The records are to be repeated in full. Every line must match.

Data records
= Beginning of Section =

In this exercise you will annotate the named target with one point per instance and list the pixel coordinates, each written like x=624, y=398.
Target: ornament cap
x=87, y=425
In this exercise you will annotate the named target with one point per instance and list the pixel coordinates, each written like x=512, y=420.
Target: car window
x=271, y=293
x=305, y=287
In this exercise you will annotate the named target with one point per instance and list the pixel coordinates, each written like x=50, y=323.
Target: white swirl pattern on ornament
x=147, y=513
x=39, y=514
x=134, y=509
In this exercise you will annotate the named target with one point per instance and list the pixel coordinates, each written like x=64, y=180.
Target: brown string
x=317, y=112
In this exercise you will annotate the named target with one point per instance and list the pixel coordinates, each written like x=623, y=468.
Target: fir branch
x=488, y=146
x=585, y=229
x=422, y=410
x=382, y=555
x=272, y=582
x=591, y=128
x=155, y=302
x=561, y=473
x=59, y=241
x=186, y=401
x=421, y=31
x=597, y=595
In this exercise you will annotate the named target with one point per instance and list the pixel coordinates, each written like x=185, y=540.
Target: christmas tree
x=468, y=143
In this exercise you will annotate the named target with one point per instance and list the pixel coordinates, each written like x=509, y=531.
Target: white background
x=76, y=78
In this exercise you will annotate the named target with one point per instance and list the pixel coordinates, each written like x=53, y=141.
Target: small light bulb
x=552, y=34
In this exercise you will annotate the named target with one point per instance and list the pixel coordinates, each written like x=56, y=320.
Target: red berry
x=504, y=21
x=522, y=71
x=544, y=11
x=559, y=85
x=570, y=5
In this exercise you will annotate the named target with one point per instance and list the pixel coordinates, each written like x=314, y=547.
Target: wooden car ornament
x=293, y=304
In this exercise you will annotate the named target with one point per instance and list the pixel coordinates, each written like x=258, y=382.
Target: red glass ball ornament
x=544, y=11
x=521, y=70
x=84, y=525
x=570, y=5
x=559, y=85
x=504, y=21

= End of Section =

### ANSWER TO THIS EXERCISE
In this exercise you will annotate the named target with one point per instance and list the pixel coordinates, each written like x=624, y=398.
Target: ornament cap
x=87, y=425
In this exercise you will annotate the named target with one point per instance and list the pixel coordinates, each written like x=512, y=420.
Target: car window
x=271, y=293
x=305, y=287
In this exercise you will annotate the named target with one point per instance and list the pixel coordinates, each written like x=50, y=323.
Target: white swirl pattern on ornament
x=147, y=513
x=39, y=514
x=134, y=509
In this exercise you will annotate the named target with one point per instance and list the pixel coordinates, each written like x=64, y=180.
Target: brown string
x=317, y=112
In this exercise you will annotate the named target with one point per instance and list the pixel coordinates, each written like x=623, y=468.
Target: fir branch
x=488, y=146
x=585, y=229
x=422, y=410
x=382, y=555
x=272, y=582
x=591, y=128
x=155, y=302
x=561, y=473
x=59, y=241
x=186, y=401
x=421, y=31
x=597, y=595
In this exercise you will annotate the named target with one point per instance and list the pixel coordinates, each written like x=185, y=540.
Target: christmas tree
x=468, y=143
In this exercise you will annotate the named target with one point per instance and list the pixel coordinates, each written like x=509, y=531.
Target: white background
x=76, y=78
In this exercise you will annotate the named target with one point per instance and list the pixel coordinates, each written like x=53, y=141.
Target: small light bulb
x=552, y=34
In this exercise you will annotate the named target with one point per instance and list the pixel coordinates, each written like x=56, y=320.
Target: red berry
x=504, y=21
x=522, y=71
x=544, y=11
x=559, y=85
x=570, y=5
In this exercise you will annotate the named target with one point per instance and list the pixel coordinates, each written like x=314, y=547.
Target: wooden car ornament
x=293, y=304
In this exercise you will annotate the named target with one point per instance and list the pixel coordinates, each written like x=258, y=382.
Target: red glass ball ornament
x=544, y=11
x=521, y=70
x=84, y=525
x=570, y=5
x=559, y=85
x=504, y=21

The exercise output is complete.